EXERCISE DESCRIPTION: Exact reproductions of all the entries, please, and no pictures.

Image-grounded pointing data:

[Start of section]

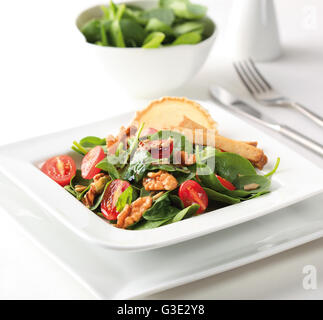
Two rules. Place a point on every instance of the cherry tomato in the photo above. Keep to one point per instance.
(191, 192)
(90, 160)
(148, 132)
(110, 198)
(61, 169)
(226, 183)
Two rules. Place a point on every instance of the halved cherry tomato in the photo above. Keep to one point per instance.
(61, 169)
(227, 184)
(90, 160)
(148, 132)
(110, 198)
(191, 192)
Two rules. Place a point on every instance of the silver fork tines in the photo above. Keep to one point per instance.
(263, 92)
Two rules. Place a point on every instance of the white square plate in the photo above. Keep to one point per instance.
(296, 180)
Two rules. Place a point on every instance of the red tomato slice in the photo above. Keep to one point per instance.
(226, 183)
(110, 198)
(191, 192)
(61, 169)
(90, 160)
(160, 149)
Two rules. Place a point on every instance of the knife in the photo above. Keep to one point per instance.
(236, 105)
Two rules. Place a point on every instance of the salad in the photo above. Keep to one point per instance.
(145, 178)
(172, 22)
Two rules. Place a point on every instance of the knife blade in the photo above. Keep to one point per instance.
(240, 107)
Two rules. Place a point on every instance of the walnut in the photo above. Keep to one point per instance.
(123, 135)
(123, 215)
(182, 157)
(160, 180)
(96, 187)
(251, 186)
(133, 213)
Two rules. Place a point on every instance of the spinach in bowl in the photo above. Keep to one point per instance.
(172, 22)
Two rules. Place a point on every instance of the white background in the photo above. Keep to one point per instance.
(48, 83)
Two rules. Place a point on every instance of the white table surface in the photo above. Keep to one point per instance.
(47, 84)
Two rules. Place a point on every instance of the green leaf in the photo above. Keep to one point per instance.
(116, 34)
(180, 142)
(79, 180)
(108, 167)
(230, 165)
(176, 201)
(148, 224)
(104, 37)
(91, 142)
(78, 148)
(220, 197)
(71, 190)
(138, 166)
(124, 198)
(264, 183)
(184, 8)
(91, 30)
(133, 33)
(153, 40)
(269, 174)
(161, 209)
(120, 11)
(188, 38)
(99, 199)
(164, 15)
(187, 27)
(155, 25)
(186, 213)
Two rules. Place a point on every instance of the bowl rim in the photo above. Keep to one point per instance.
(210, 39)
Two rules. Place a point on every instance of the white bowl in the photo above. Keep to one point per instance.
(148, 72)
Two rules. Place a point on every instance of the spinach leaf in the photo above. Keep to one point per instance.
(176, 201)
(108, 167)
(269, 174)
(91, 30)
(264, 183)
(91, 142)
(78, 179)
(188, 38)
(220, 197)
(164, 15)
(124, 198)
(154, 40)
(155, 25)
(133, 33)
(186, 213)
(161, 209)
(180, 142)
(208, 27)
(184, 8)
(71, 190)
(104, 37)
(188, 26)
(99, 199)
(230, 165)
(78, 148)
(116, 34)
(169, 168)
(148, 224)
(138, 166)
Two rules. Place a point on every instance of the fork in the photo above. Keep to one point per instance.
(263, 92)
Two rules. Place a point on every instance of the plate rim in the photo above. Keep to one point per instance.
(161, 242)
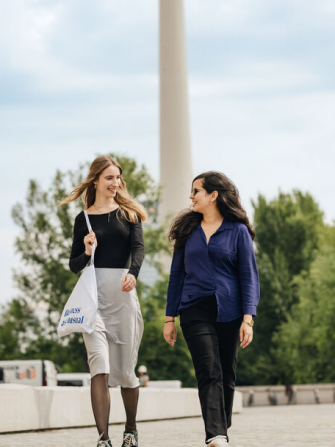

[End of section]

YOUR SOLUTION:
Two rules. Place a point on every instance of the cherry tomato in the photo above. Keep to one point per instance.
(191, 192)
(90, 160)
(148, 132)
(110, 198)
(61, 169)
(226, 183)
Two rules. Place a point on every instance of the halved cherry tomato in the photo above. Keep to one point per instance.
(61, 169)
(227, 184)
(90, 160)
(148, 132)
(110, 198)
(191, 192)
Two rules. Place a point on every instance of the silver fork tines in the photo above. Keep to one point per instance.
(263, 92)
Two rules. Place a point on every instance of the white square plate in the photo above. Keep to one point per instance.
(296, 180)
Two rules. Place a point on every instance of the red tomato slice in the photo above. Keep to one point per instance.
(226, 183)
(110, 198)
(191, 192)
(61, 169)
(90, 160)
(160, 149)
Two rules. Place a point on every instance of the knife in the photo above. Keep to one point per instance.
(236, 105)
Two rules. Place a point on every instance of the salad in the photo above. Keep to one point per instance.
(145, 178)
(172, 22)
Two rules. Place a point on every instance of the knife blade in the photo above. Keep to one point per instance.
(240, 107)
Two rules. Place a point on every instance of the walnut in the photo above. Keep to one point per instance.
(123, 135)
(123, 215)
(182, 157)
(160, 180)
(96, 187)
(251, 186)
(133, 213)
Two rules. Place a point on every instance of the spinach in bowl in the photo above. Keep to one point per instance.
(172, 22)
Two rules. Place a point on every instance of the white background in the photo above. Keep to one point per instance.
(48, 83)
Two rules. Place a point on every instance of the white table surface in the photo above. Keep to one point per instance.
(47, 84)
Two rules. Place a point on every instance of the green leaf in the photo above. Keep to one point per instance.
(116, 34)
(180, 142)
(79, 180)
(108, 167)
(230, 165)
(176, 201)
(148, 224)
(104, 37)
(91, 142)
(78, 148)
(220, 197)
(71, 190)
(138, 166)
(124, 198)
(264, 183)
(184, 8)
(91, 30)
(133, 33)
(153, 40)
(269, 174)
(161, 209)
(120, 11)
(188, 38)
(99, 199)
(164, 15)
(187, 27)
(155, 25)
(186, 213)
Two rules. Place a point on every instance of the bowl rim in the photo above. Keep to one point per instance.
(210, 39)
Two rules. Place a point on every instance of the white bowl in the photo above. Keep to one point per instance.
(148, 72)
Two rules. Place a point on every instance of the spinach leaf in the photo above. Keep to one point per instance.
(176, 201)
(108, 167)
(269, 174)
(91, 30)
(264, 183)
(91, 142)
(78, 179)
(188, 38)
(220, 197)
(164, 15)
(124, 198)
(154, 40)
(155, 25)
(133, 33)
(186, 213)
(161, 209)
(180, 142)
(208, 27)
(184, 8)
(71, 190)
(104, 37)
(188, 26)
(99, 199)
(230, 165)
(78, 148)
(116, 34)
(169, 168)
(148, 224)
(138, 166)
Two rules. Place a point on every instance of the fork in the photo above. Keep to one point per instance.
(263, 92)
Two rules. Place a point on every instance of the plate rim in the photo above. Keep to one point per instance.
(161, 242)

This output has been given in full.